Escreva a continuação do texto sobre a separação entre objetos e obras de arte, começando logo depois da última frase que aparece.

# TEXTO DADO
════════════════════

Objetos Inquietos | MODOS. Revista de História da Arte | 2018
Objetos e arte, arte e objeto… Estes termos-conceitos apareceram por muito tempo em situações de antítese, como se obras de arte não fossem objetos e como objetos fossem incapazes de serem artísticos. Dessa contingência, cristalizou-se a diferença entre objeto e obra, depreendendo-se que objetos eram para serem usados; pertenciam à ordem do material e eram produzidos por artífices; obras de arte estavam relacionadas ao espiritual; eram criadas por artistas e seriam próprias à visualidade, à distância, postura necessária à fruição estética. A historiografia da arte, na sua versão canônica, raramente procurou dissolver as distinções, mesmo que, desde o século XVIII, e principalmente no século XIX, algumas vozes procurassem estreitar as distâncias entre coisas realizadas por artistas e artífices (Diderot, Quatremère de Quincy, Ruskin, Morris). As histórias dos objetos acabaram por ficar a cargo de histórias das artes decorativas, do design, da cultura material, apartadas como apêndices ou corpos estranhos.
O termo objeto de arte (object d’art) insinuou uma aproximação. Contudo, pinturas e esculturas não são normalmente designadas como tal, mostrando o quanto a tentativa foi infrutífera. Basta percorremos sites de leilões e museus, buscar as categorias de objetos em oferta (expográfica ou de venda) para percebemos o quanto a categoria especifica uma certa tipologia de objetos, afeita a outras classificações como artes decorativas, artes utilitárias, artes mecânicas, artes industriais… Mesmo que o termo artefato, com aparição na língua inglesa em 1821, tenha ultrapassado a dicotomia objeto-obra, não foi suficientemente incorporado para os estudos da arte, permanecendo ainda a noção de objeto como o termo (termo-problema) mais disseminado nas discussões da história, teoria e crítica da arte.

════════════════════

[Itens do conjunto de dados]
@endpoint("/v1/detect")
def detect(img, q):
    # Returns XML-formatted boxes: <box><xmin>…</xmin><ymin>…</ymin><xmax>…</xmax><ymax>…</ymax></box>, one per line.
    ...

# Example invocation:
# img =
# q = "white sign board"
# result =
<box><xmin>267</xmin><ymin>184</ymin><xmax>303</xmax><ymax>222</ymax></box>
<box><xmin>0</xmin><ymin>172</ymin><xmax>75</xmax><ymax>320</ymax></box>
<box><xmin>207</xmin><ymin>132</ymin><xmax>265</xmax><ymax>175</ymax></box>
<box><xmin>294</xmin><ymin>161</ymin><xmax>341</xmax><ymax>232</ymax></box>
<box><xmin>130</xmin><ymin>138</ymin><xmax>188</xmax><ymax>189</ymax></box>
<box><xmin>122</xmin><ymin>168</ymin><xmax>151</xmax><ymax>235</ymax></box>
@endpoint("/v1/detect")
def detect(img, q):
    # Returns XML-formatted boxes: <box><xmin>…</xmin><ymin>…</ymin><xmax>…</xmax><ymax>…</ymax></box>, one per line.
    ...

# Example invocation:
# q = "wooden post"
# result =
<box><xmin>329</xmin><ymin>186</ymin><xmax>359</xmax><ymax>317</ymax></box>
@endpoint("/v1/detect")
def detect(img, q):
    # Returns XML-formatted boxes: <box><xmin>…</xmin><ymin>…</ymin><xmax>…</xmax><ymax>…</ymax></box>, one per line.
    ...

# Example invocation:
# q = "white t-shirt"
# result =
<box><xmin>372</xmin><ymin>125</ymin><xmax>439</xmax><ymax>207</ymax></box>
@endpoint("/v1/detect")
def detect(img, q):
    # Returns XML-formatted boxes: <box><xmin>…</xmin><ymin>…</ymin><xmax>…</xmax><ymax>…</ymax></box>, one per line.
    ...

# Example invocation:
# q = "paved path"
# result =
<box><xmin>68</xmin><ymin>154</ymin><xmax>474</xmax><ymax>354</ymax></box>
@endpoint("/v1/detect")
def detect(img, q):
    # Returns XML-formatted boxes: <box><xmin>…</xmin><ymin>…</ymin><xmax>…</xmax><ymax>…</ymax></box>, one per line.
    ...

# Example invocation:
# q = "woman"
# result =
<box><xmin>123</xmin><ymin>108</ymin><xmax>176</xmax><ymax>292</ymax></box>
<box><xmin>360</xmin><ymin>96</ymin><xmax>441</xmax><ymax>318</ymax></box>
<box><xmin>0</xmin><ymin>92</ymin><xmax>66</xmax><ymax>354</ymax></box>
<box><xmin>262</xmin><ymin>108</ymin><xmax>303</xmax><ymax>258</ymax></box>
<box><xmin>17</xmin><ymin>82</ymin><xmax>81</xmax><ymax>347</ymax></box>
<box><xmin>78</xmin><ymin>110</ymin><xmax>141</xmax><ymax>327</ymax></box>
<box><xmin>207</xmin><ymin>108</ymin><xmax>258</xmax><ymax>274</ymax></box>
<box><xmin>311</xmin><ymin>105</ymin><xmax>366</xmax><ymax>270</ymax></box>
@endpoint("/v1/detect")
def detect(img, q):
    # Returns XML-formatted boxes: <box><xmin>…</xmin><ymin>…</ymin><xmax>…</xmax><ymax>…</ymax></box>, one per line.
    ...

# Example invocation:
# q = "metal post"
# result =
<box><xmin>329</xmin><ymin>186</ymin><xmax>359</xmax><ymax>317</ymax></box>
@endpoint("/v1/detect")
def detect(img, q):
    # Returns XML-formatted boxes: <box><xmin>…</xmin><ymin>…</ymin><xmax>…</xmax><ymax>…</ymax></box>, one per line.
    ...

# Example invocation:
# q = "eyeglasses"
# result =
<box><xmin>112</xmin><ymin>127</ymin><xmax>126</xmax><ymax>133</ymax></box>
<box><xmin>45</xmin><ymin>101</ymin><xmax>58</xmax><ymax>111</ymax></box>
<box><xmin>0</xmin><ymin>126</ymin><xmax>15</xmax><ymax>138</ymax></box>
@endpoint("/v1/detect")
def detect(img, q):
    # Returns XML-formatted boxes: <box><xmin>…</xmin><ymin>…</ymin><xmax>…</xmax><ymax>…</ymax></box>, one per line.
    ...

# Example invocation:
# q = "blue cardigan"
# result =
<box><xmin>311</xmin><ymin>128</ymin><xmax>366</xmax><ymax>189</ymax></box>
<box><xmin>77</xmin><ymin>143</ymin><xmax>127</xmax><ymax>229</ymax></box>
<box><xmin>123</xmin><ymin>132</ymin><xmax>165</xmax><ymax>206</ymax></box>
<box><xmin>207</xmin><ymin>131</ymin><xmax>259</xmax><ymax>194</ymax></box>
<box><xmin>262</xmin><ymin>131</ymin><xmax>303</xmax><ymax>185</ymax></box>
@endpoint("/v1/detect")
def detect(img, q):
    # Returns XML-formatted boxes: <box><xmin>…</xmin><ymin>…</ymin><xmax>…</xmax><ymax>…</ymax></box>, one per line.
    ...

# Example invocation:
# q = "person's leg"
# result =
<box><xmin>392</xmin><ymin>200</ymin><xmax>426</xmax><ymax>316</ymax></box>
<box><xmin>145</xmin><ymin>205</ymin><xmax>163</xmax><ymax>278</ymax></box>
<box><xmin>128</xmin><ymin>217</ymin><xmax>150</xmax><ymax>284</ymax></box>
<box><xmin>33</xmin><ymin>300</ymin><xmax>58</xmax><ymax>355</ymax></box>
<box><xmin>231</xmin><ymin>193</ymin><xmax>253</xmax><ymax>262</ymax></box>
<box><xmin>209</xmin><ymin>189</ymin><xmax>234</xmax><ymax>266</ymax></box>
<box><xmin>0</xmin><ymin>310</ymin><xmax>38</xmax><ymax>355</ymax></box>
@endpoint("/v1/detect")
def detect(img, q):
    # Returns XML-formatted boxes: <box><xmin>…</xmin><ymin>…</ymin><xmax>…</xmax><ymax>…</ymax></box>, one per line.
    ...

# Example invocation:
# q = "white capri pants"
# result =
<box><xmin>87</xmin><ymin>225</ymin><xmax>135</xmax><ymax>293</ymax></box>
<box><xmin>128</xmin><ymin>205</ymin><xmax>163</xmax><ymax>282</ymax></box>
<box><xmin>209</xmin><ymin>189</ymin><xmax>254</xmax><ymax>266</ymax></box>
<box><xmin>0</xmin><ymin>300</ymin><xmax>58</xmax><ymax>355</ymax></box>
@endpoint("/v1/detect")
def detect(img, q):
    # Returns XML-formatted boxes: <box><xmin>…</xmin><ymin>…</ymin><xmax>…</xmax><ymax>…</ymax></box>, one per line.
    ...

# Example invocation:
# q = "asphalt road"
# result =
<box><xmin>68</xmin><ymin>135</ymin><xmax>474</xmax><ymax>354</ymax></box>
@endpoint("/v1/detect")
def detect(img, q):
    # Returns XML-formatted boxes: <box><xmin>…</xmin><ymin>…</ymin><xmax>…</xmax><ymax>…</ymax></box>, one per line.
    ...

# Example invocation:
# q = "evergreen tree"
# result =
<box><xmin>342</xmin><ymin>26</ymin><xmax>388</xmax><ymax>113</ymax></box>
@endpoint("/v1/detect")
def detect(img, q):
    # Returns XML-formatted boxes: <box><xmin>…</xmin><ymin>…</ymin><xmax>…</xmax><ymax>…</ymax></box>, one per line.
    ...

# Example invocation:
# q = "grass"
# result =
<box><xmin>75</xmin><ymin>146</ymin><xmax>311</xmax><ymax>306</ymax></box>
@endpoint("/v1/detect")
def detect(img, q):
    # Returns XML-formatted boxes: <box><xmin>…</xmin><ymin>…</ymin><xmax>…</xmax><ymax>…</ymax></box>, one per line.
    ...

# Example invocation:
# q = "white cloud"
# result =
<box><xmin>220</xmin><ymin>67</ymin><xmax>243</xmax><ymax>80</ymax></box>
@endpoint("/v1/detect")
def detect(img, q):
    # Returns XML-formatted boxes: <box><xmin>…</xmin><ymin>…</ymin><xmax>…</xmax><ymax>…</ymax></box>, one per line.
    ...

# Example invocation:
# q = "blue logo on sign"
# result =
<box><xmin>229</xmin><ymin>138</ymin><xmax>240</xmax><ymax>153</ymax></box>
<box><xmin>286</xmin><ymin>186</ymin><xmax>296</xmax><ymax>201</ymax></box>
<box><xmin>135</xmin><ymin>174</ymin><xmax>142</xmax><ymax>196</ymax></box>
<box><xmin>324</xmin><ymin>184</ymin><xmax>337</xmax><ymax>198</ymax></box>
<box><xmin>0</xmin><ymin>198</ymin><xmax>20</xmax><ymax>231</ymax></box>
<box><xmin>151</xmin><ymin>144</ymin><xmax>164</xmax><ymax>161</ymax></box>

════════════════════

# RESPOSTA
A renovação da disciplina, sensibilizada por propostas advindas da arte contemporânea, a exemplo de Marcel Duchamp e seus ready-mades, e das aproximações com outros campos, como a antropologia e a cultura visual e material, permitiu outros olhares sobre os objetos e modos de abordá-los na história da arte. Tratar o objeto de forma alargada, como aquilo que é colocado à frente, faz com que qualquer objeto possa ser potencialmente artístico. Arte não se considera mais um dado, e sim dependente de uma série de fatores e contingências, passando a ser uma ideia em discussão. Produtores, consumidores, veiculadores, comerciantes, receptores, curadores, instituições, colecionadores passam a ser considerados, tanto quanto artistas e artífices, porque também são agentes na construção de sentidos dos objetos. Eles, os objetos, nesse sentido alargado, na medida que são de natureza errante e instável, raramente ficam parados no tempo e no espaço. Têm caráter dinâmico, transitam, migram, movem-se por muitos lugares e são dados a ver por meio de diversas situações.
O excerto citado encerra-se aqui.